* WHAT YOU NEED TO DO *
1 - Reproduce verbatim the part of the superconductor flux pinning passage that opens with the words containing "Conventionally, the most" and closes with "the pinning strength.".
2 - Extend the passage on superconductor flux pinning, beginning immediately after its final sentence.

* TEXT PASSAGE *
========================
The current carrying capability of conventional superconductors rapidly diminishes in a magnetic field. This performance decay represents a potential technical hurdle for certain applications. An exemplary application may include wind turbine generators where the generator coil may be subjected to magnetic fields of a few Tesla. Additionally, since superconductivity in high-temperature superconductors (HTS) is localized within their Cu—O planes, HTS materials exhibit strong anisotropic behavior. This anisotropy is evident in critical current measurements when a magnetic field is aligned at different angles with respect to the film surface. It is observed that the critical current of a standard HTS tape drops rapidly as the field is moved away from the film surface and reaches a low value when the field is oriented approximately perpendicular to the tape. The reduction in critical current is the limiting value in coils constructed with these tapes. Thus, flux pinning or immobilizing the magnetic flux lines through the superconductor is one method of maintaining HTS tape performance. Flux pinning improvement strategies for practical superconductors have been researched over the last decade to improve performance in real world or “field” applications.
Conventionally, the most researched approach has been to introduce defects into the superconductor that are comparable in lateral dimensions with superconducting coherence length. In the second generation (2G) HTS tapes, representative defects may be oxygen vacancies, threading dislocations, twin planes, impurity atoms, irradiation-induced columnar defects, and nanostructured inclusions of various composition and structure. Recently, approaches for columnar defect formation based on chemically doping the superconducting film with BaZrO3 (BZO) or BaSnO3 (BSO) have been researched, where the BZO and BSO inclusions form nanosized column. These columns, about 5 nm in diameter, form by a self-assembly process during superconductor film growth and appear to improve the pinning strength.
========================
* DATASET EXCERPTS *

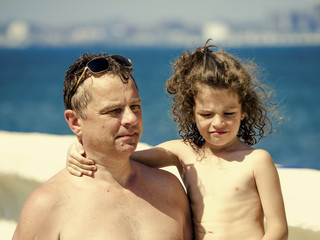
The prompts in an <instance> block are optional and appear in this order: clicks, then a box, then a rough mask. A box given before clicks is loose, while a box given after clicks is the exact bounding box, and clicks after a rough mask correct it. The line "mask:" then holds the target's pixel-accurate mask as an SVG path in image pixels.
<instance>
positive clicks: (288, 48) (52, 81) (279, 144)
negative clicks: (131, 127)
mask: <svg viewBox="0 0 320 240" xmlns="http://www.w3.org/2000/svg"><path fill="white" fill-rule="evenodd" d="M185 50H186V49H183V48H151V47H149V48H123V49H115V48H112V47H109V48H108V47H83V48H57V49H54V48H50V49H47V48H45V49H44V48H30V49H23V50H12V49H11V50H10V49H0V130H5V131H14V132H41V133H50V134H61V135H65V134H72V132H71V131H70V130H69V127H68V126H67V124H66V122H65V120H64V117H63V112H64V106H63V100H62V86H63V80H64V74H65V71H66V70H67V68H68V67H69V66H70V65H72V64H73V62H74V61H75V60H76V59H77V58H78V57H79V56H80V55H81V54H82V53H84V52H94V53H100V52H107V53H109V54H123V55H125V56H127V57H128V58H130V59H131V60H132V62H133V64H134V66H135V71H134V74H133V75H134V77H135V79H136V81H137V83H138V86H139V91H140V95H141V98H142V100H143V102H142V107H143V120H144V132H143V135H142V139H141V141H142V142H145V143H148V144H151V145H156V144H159V143H161V142H163V141H166V140H170V139H175V138H178V135H177V128H176V126H175V125H174V123H173V121H172V120H171V117H170V101H169V99H168V97H167V96H166V93H165V82H166V80H167V79H168V77H169V76H170V74H171V65H170V63H172V62H173V61H174V60H175V59H176V58H177V57H178V56H179V55H180V54H181V53H182V52H183V51H185ZM191 50H193V49H191ZM226 50H227V52H229V53H231V54H233V55H235V56H236V57H240V58H245V59H253V60H254V61H255V62H256V63H257V64H258V65H259V66H260V67H261V68H262V69H263V79H264V81H265V82H266V83H268V84H269V85H271V86H272V87H273V88H274V89H275V94H276V96H277V97H276V100H277V101H279V102H281V105H280V106H281V108H280V110H281V113H282V114H283V115H285V116H286V117H287V119H286V120H285V121H283V123H282V124H281V125H275V128H276V129H278V130H279V131H277V132H276V133H274V134H272V135H270V136H269V137H268V138H265V139H262V140H261V142H260V143H259V144H258V145H257V146H256V147H257V148H264V149H266V150H268V151H269V152H270V153H271V155H272V157H273V159H274V161H275V163H277V164H279V165H281V166H283V167H296V168H313V169H319V170H320V107H319V104H320V95H319V92H320V60H319V58H320V47H296V48H258V47H257V48H229V49H226Z"/></svg>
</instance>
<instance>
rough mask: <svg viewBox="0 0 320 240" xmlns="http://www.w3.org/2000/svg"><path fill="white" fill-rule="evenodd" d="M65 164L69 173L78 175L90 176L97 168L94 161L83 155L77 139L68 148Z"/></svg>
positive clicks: (91, 174)
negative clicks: (95, 165) (74, 141)
mask: <svg viewBox="0 0 320 240" xmlns="http://www.w3.org/2000/svg"><path fill="white" fill-rule="evenodd" d="M66 166H67V170H68V171H69V172H70V173H71V174H73V175H75V176H78V177H81V176H82V175H87V176H91V175H92V174H93V172H94V171H96V170H97V167H96V166H95V165H94V161H93V160H90V159H88V158H86V157H85V152H84V149H83V146H82V144H81V143H80V142H79V141H78V140H77V141H75V142H74V143H73V144H71V145H70V147H69V149H68V153H67V162H66Z"/></svg>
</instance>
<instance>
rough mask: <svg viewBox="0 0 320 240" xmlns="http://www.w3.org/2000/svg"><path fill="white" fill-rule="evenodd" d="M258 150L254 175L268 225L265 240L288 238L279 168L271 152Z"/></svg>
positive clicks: (255, 165)
mask: <svg viewBox="0 0 320 240" xmlns="http://www.w3.org/2000/svg"><path fill="white" fill-rule="evenodd" d="M256 151H258V155H257V157H256V158H255V160H254V162H255V163H254V176H255V180H256V185H257V188H258V192H259V196H260V201H261V204H262V207H263V211H264V215H265V218H266V225H267V226H266V228H267V229H266V233H265V236H264V237H263V240H267V239H273V240H278V239H279V240H280V239H281V240H282V239H284V240H285V239H288V226H287V220H286V214H285V208H284V203H283V197H282V193H281V186H280V180H279V176H278V172H277V169H276V167H275V165H274V163H273V161H272V158H271V156H270V155H269V153H267V152H266V151H264V150H256Z"/></svg>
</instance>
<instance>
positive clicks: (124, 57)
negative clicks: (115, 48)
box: [111, 55, 132, 67]
mask: <svg viewBox="0 0 320 240" xmlns="http://www.w3.org/2000/svg"><path fill="white" fill-rule="evenodd" d="M111 58H112V59H113V60H115V61H116V62H117V63H119V64H121V65H122V66H125V67H131V66H132V63H131V62H130V61H129V59H127V58H125V57H124V56H121V55H112V56H111Z"/></svg>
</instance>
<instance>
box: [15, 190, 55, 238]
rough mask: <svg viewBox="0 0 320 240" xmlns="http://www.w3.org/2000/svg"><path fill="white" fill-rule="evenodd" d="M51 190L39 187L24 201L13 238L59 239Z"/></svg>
mask: <svg viewBox="0 0 320 240" xmlns="http://www.w3.org/2000/svg"><path fill="white" fill-rule="evenodd" d="M51 194H52V193H51V192H50V191H47V190H45V189H44V188H43V187H40V188H38V189H36V190H35V191H33V192H32V193H31V195H30V196H29V198H28V199H27V201H26V202H25V204H24V206H23V208H22V211H21V215H20V219H19V222H18V224H17V228H16V230H15V233H14V235H13V238H12V239H13V240H20V239H23V240H28V239H30V240H31V239H32V240H33V239H59V232H58V231H56V229H57V225H58V223H57V222H55V220H56V214H57V213H55V211H52V210H53V209H54V205H53V200H52V198H51Z"/></svg>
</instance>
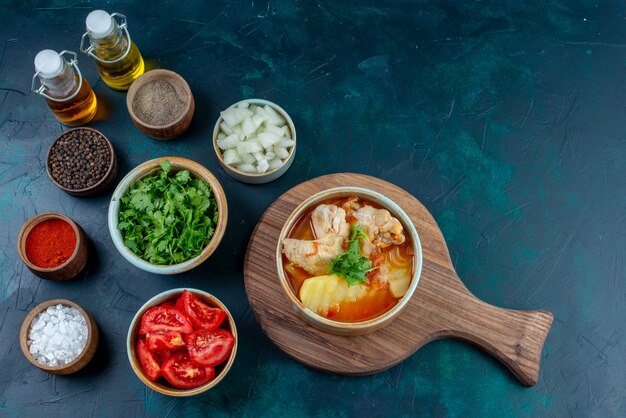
========================
* ANSWERS TO THIS EXERCISE *
1 -
Conventionally, the most researched approach has been to introduce defects into the superconductor that are comparable in lateral dimensions with superconducting coherence length. In the second generation (2G) HTS tapes, representative defects may be oxygen vacancies, threading dislocations, twin planes, impurity atoms, irradiation-induced columnar defects, and nanostructured inclusions of various composition and structure. Recently, approaches for columnar defect formation based on chemically doping the superconducting film with BaZrO3 (BZO) or BaSnO3 (BSO) have been researched, where the BZO and BSO inclusions form nanosized column. These columns, about 5 nm in diameter, form by a self-assembly process during superconductor film growth and appear to improve the pinning strength.

2 -
In certain applications, such as power transmission cable, the magnetic field is aligned primarily parallel to the tape. It has been shown that in a magnetic field of 0.1 T aligned parallel to the tape surface, the critical current of a standard MOCVD-based 2G HTS tape decreases by about 20% to about 30%, in other words, only between about 70 to 80% of the zero-field critical current is carried in the HTS tape. Comparatively, a first-generation HTS tape based on (Bi, Pb)—Sr—Ca—Cu—O has been found to retain over 90% of its critical current in a field of 0.1 T applied parallel to the tape. Thus, the critical current retention of 2G HTS tapes in magnetic fields applied parallel to the tape represents a potential hurdle to industrial application.